──────── DATA RECORDS ────────

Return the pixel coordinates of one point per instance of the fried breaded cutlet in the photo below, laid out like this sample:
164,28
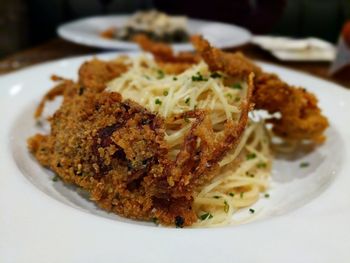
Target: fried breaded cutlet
116,150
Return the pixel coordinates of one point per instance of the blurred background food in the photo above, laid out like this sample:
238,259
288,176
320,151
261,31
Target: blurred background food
24,23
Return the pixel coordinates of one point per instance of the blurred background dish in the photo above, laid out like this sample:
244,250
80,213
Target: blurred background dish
28,23
88,32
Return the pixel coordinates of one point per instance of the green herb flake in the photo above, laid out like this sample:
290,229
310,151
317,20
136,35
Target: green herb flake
304,164
206,216
215,75
155,220
236,86
251,156
55,178
198,77
226,206
261,165
160,74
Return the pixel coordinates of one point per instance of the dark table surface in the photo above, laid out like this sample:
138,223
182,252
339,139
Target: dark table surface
58,48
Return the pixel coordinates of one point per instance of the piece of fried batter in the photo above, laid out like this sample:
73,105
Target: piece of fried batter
116,150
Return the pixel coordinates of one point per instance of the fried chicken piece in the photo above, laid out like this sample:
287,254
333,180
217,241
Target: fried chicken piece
116,151
95,73
301,118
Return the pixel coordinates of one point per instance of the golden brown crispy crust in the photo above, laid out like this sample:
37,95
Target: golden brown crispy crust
116,151
301,118
96,73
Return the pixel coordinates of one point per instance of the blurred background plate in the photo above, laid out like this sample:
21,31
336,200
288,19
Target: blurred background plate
87,32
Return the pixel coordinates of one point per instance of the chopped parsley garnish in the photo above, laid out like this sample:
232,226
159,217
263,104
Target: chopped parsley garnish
198,77
206,216
251,156
160,74
179,221
236,86
229,95
158,102
215,75
155,220
226,206
261,165
304,164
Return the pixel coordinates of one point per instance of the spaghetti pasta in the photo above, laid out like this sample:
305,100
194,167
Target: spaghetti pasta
244,172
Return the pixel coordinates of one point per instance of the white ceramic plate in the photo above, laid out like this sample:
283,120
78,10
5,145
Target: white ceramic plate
87,32
306,219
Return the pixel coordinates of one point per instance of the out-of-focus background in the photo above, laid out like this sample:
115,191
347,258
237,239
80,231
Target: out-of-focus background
24,23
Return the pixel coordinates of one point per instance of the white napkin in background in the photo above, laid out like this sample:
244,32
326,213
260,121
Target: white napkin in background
308,49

────────

- [REQUIRED ACTION]: Without including any picture, copy the listing above exactly and in full.

- [ANSWER BELOW]:
Return the pixel coordinates of one point per instance of the fried breaded cutlet in the photo below, laid out like this sample:
164,28
Target: fried breaded cutlet
116,150
Return the pixel coordinates of one point per instance of the blurred background food in the photo above, laid out like this sample:
238,259
288,176
320,151
261,31
Target: blurred background food
24,23
Return the pixel coordinates of one point per instance of the blurred background dish in the photo above, laid out like this sample:
244,250
80,213
Target: blurred background dish
28,23
88,32
Return the pixel coordinates of one point per instance of the green herb flake in the photo above, laid out like this sample:
290,229
310,151
317,20
136,35
Target: green herb flake
304,164
206,216
215,75
155,220
236,86
251,156
55,178
198,77
226,206
261,165
160,74
Return the pixel coordinates of one point per instance of the dark table surface in the photo above, laid out like this sample:
138,223
182,252
339,139
Target: dark table surface
58,48
Return the pixel coordinates of one point per instance of the piece of fried batter in the photo above, laid out like this sample:
73,105
Target: piece of fried batter
116,150
Return the pixel coordinates of one point per instance of the fried chicken piece in the photo above, laid out like this sample:
287,254
333,180
217,241
Target: fried chicken piece
116,151
95,73
301,118
Return the pixel coordinates of one point per instance of the golden brown crispy crust in the photo above, laid out like this sample:
37,95
Target: golden brown crispy crust
116,151
301,118
96,73
Return the pixel coordinates of one point per instance of the blurred background plate in the photo above, laid out like this sample:
21,31
336,200
288,19
Target: blurred background plate
87,32
Return the pixel coordinates of one point per instance of the chopped parsley garnish in the photo above, laid out like this sample:
232,226
159,217
263,104
Target: chopped parsley garnish
198,77
206,216
251,156
160,74
179,221
236,86
229,95
158,102
215,75
155,220
226,206
261,165
304,164
Return the pixel coordinates of one point per instance of the spaghetti pasta in the photo above, laid out like this sample:
305,100
194,167
Target: spaghetti pasta
244,172
Return the pixel coordinates of one point per instance of the white ceramic plate in the photo above, laid out like this sample:
283,120
78,10
5,145
Target: white ceramic plate
87,32
306,219
Return the pixel coordinates of one point per instance of the out-of-focus background in the photo above, laid out like this sample:
115,191
347,258
237,239
80,231
Target: out-of-focus background
24,23
Return the pixel coordinates of one point per instance of the white napkin in background in the photo above, laid out like this sample:
244,32
326,213
260,121
Target: white napkin in background
308,49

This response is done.